--- Problem requirements ---
Every entry in the listing below has to be given again exactly.

----

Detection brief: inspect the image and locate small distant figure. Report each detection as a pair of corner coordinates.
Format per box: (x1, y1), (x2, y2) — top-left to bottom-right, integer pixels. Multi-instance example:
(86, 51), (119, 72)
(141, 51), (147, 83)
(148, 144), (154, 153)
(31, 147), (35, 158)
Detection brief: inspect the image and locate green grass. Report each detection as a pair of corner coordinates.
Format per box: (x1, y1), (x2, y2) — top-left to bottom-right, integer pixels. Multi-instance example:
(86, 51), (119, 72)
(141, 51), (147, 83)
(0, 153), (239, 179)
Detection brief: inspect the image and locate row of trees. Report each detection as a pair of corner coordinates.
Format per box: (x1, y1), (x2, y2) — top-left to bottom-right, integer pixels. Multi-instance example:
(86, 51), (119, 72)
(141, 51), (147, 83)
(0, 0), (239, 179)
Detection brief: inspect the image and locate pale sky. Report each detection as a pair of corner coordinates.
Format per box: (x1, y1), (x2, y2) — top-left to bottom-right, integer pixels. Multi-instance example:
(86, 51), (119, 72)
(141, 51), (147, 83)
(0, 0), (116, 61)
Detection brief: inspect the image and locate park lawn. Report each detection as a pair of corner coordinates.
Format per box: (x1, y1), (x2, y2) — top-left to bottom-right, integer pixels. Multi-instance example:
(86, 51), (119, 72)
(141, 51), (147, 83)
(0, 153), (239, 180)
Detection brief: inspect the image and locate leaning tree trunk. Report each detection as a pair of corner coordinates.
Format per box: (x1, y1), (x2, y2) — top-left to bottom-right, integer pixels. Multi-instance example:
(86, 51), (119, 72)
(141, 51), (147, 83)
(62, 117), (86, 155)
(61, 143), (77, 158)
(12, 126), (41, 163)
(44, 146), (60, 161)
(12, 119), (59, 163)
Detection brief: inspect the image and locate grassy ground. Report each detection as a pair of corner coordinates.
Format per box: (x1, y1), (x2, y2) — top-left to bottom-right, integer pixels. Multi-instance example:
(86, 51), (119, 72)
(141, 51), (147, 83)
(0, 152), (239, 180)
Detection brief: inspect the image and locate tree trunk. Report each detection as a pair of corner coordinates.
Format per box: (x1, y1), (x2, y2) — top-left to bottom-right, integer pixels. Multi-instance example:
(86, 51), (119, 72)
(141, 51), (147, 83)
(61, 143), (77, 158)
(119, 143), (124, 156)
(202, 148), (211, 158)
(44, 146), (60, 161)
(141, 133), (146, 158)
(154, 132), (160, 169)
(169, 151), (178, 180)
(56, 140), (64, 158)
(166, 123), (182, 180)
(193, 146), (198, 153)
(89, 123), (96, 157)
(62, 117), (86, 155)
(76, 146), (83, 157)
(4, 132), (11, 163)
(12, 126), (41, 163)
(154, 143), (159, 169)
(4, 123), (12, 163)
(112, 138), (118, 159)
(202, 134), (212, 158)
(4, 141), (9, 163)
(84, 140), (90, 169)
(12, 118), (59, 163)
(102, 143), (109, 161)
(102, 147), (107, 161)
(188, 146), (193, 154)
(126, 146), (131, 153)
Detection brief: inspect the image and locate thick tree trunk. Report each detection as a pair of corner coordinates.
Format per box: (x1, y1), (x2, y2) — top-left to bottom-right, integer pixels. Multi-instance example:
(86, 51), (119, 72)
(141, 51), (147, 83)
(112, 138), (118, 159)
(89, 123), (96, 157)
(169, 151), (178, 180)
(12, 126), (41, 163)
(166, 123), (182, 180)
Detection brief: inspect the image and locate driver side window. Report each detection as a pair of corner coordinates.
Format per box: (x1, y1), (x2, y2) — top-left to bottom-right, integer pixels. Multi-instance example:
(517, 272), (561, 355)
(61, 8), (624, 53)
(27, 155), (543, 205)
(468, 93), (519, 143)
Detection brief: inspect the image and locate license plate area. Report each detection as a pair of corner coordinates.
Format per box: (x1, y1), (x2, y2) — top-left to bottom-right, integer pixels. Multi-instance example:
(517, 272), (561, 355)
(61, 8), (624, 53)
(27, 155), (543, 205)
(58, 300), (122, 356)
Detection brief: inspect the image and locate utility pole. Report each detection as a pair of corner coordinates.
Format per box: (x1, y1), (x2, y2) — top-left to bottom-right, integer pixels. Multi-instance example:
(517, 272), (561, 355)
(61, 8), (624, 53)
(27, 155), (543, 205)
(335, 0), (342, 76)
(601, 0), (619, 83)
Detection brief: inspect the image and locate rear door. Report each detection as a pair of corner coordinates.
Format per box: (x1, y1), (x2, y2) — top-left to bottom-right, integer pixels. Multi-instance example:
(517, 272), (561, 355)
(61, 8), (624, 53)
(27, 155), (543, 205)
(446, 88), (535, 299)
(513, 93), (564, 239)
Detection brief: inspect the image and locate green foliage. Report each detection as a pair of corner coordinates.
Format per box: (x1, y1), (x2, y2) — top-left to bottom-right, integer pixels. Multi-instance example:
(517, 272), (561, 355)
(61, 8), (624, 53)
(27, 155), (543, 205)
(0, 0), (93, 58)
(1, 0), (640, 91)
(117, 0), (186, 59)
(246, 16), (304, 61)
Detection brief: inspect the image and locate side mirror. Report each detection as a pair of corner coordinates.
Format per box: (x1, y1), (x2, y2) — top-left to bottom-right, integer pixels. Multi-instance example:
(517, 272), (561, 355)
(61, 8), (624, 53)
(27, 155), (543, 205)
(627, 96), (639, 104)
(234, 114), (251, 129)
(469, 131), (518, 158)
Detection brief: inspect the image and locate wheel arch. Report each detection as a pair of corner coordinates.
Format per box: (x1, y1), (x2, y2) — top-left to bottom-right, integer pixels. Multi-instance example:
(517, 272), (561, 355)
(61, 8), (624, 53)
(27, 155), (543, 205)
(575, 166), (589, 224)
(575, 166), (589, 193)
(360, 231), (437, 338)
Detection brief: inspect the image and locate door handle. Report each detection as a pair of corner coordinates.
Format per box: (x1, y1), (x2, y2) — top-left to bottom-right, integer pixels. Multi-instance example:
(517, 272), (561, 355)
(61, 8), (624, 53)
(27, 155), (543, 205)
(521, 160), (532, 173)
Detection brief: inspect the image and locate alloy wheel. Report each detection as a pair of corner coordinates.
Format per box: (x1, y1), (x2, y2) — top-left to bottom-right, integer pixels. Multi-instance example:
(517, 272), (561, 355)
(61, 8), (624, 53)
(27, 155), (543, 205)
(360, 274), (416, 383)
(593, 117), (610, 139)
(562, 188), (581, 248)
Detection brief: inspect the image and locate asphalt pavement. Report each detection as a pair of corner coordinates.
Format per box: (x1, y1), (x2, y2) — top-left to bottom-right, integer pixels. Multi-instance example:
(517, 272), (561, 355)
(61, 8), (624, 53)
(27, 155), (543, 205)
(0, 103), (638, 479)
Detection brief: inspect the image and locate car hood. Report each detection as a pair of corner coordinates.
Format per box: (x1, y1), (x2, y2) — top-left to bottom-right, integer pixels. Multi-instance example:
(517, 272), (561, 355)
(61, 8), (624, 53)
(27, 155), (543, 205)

----

--- Reply ---
Detection brief: inspect the image and locate small distant figure. Report each detection as a pair of corner coordinates.
Format per box: (x1, y1), (x2, y2) — top-left to bottom-right, integer pixels. Multi-instance example:
(86, 51), (119, 72)
(141, 51), (147, 83)
(148, 144), (154, 153)
(31, 147), (35, 158)
Detection brief: inspect the image and locate green grass. Report each detection as a pair of corner coordinates.
Format per box: (x1, y1), (x2, y2) — top-left to bottom-right, integer pixels. Multi-instance example:
(86, 51), (119, 72)
(141, 51), (147, 83)
(0, 153), (239, 179)
Detection brief: inspect the image and locate row of trees. Report each detection as a pair of corner coordinates.
Format per box: (x1, y1), (x2, y2) — top-left to bottom-right, integer pixels. Multi-instance example:
(86, 51), (119, 72)
(141, 51), (147, 83)
(0, 0), (239, 179)
Detection brief: inspect the image and locate pale sky. Report each detection as a pair of corner coordinates.
Format per box: (x1, y1), (x2, y2) — top-left to bottom-right, integer pixels. Multi-instance example:
(86, 51), (119, 72)
(141, 51), (147, 83)
(0, 0), (116, 61)
Detection brief: inspect the image and locate park lawn. Report each detection as a pair of corner coordinates.
Format per box: (x1, y1), (x2, y2) — top-left to bottom-right, integer pixels. Multi-instance example:
(86, 51), (119, 72)
(141, 51), (147, 83)
(0, 153), (239, 180)
Detection brief: inspect the image and locate leaning tree trunk. Report each detection as a pair of corner coordinates.
Format per box: (x1, y1), (x2, y2) — top-left to bottom-right, integer pixels. Multi-instance example:
(86, 51), (119, 72)
(141, 51), (147, 83)
(62, 117), (86, 155)
(61, 143), (77, 158)
(12, 126), (41, 163)
(44, 146), (60, 161)
(12, 119), (59, 163)
Detection brief: inspect the image and locate grassy ground. Report each detection as a pair of corner coordinates.
Format per box: (x1, y1), (x2, y2) — top-left to bottom-right, integer pixels. Multi-instance example:
(86, 51), (119, 72)
(141, 51), (147, 83)
(0, 152), (239, 180)
Detection brief: inspect the image and locate tree trunk. Report each detection as a pair of corner coordinates.
Format per box: (x1, y1), (x2, y2) — top-left to bottom-right, integer pixels. Multi-instance example:
(86, 51), (119, 72)
(141, 51), (147, 83)
(61, 143), (77, 158)
(119, 143), (124, 156)
(202, 148), (211, 158)
(44, 146), (60, 161)
(141, 133), (146, 158)
(154, 132), (160, 169)
(169, 151), (178, 180)
(56, 140), (64, 158)
(166, 123), (182, 180)
(193, 146), (198, 153)
(89, 123), (96, 157)
(62, 117), (86, 155)
(76, 146), (83, 157)
(4, 132), (11, 163)
(12, 126), (41, 163)
(154, 143), (159, 169)
(4, 123), (12, 163)
(112, 138), (118, 159)
(202, 134), (212, 158)
(4, 141), (9, 163)
(84, 140), (90, 169)
(12, 118), (59, 163)
(102, 143), (109, 161)
(102, 147), (107, 161)
(188, 146), (193, 154)
(126, 146), (131, 153)
Detection brief: inspect the image and locate thick tree trunk. Report each detection as a pair of corner coordinates.
Format per box: (x1, y1), (x2, y2) — top-left to bottom-right, integer pixels. Multi-instance example:
(86, 51), (119, 72)
(141, 51), (147, 83)
(112, 138), (118, 159)
(89, 123), (96, 157)
(169, 151), (178, 180)
(12, 126), (41, 163)
(166, 123), (182, 180)
Detection brief: inspect the image and locate driver side window. Report each detection as a pair of corner coordinates.
Format per box: (x1, y1), (x2, y2) — top-left to bottom-right, integer pixels. Multi-instance example:
(517, 272), (561, 355)
(61, 8), (624, 53)
(27, 155), (543, 205)
(468, 93), (519, 143)
Detection brief: inspect the image and locate license plate area. Report each detection as a pair of corner coordinates.
Format per box: (x1, y1), (x2, y2) — top-left to bottom-right, integer pixels. Multi-instance example:
(517, 272), (561, 355)
(61, 8), (624, 53)
(27, 155), (543, 205)
(58, 300), (122, 356)
Detection brief: inspect the image and locate utility pole. Report each detection as a pair of corner coordinates.
Format per box: (x1, y1), (x2, y2) — top-left to bottom-right, integer pixels. Multi-instance example:
(517, 272), (561, 355)
(61, 8), (624, 53)
(27, 155), (543, 205)
(335, 0), (342, 76)
(601, 0), (619, 83)
Detection brief: inspect the image and locate rear door. Report each detection as a pair of corner coordinates.
Format per box: (x1, y1), (x2, y2) — top-left to bottom-right, integer pixels. Multi-instance example:
(517, 272), (561, 355)
(61, 8), (624, 53)
(27, 155), (543, 205)
(446, 88), (535, 299)
(513, 93), (564, 239)
Detection brief: inspect the image and locate green foliage. Report each detection as a pair of corner coordinates.
Format per box: (x1, y1), (x2, y2) — top-left to bottom-right, integer pixels. Multi-instance example:
(517, 272), (561, 355)
(61, 8), (624, 53)
(27, 155), (543, 205)
(0, 0), (93, 58)
(1, 0), (640, 91)
(117, 0), (186, 59)
(246, 16), (304, 61)
Detection brief: inspect the image and locate side mirror. Report each detection as a pair of corner coordinates.
Format per box: (x1, y1), (x2, y2) — top-left to bottom-right, integer pixels. Multi-instance example:
(517, 272), (561, 355)
(61, 8), (624, 53)
(27, 155), (543, 205)
(627, 96), (639, 104)
(234, 114), (251, 129)
(469, 131), (518, 158)
Detection brief: inspect the image and locate wheel arch. Report each detection as a pair of corner coordinates.
Format per box: (x1, y1), (x2, y2) — top-left to bottom-right, integer pixels. Multi-instance example:
(517, 272), (561, 355)
(61, 8), (624, 53)
(27, 155), (543, 205)
(575, 166), (589, 224)
(575, 166), (589, 193)
(360, 231), (437, 338)
Detection brief: inspect the image and locate door handle. Report each detection as a pair of corner coordinates.
Format per box: (x1, y1), (x2, y2) — top-left to bottom-right, integer pixels. Multi-instance example:
(517, 272), (561, 355)
(61, 8), (624, 53)
(27, 155), (543, 205)
(521, 160), (532, 173)
Detection brief: inspect the image and locate alloy wheel. Report each detection as a pair of corner coordinates.
Format per box: (x1, y1), (x2, y2) — top-left to bottom-right, integer pixels. Multi-instance example:
(517, 272), (561, 355)
(61, 8), (624, 53)
(27, 155), (543, 205)
(360, 274), (416, 383)
(593, 117), (610, 139)
(562, 188), (581, 248)
Detection brief: inspect the image and locate asphalt pavement. Report each detection as a pair of corner coordinates.
Format per box: (x1, y1), (x2, y2) — top-left to bottom-right, integer pixels. Multi-instance example:
(517, 272), (561, 355)
(61, 8), (624, 53)
(27, 155), (543, 205)
(0, 103), (638, 479)
Detection brief: inspect the image and locate car hood. Report each detection as a pair of corner coordinates.
Format per box: (x1, y1), (x2, y2) — top-left to bottom-right, integer pixels. Multi-instance example:
(517, 272), (561, 355)
(61, 8), (624, 53)
(27, 155), (543, 205)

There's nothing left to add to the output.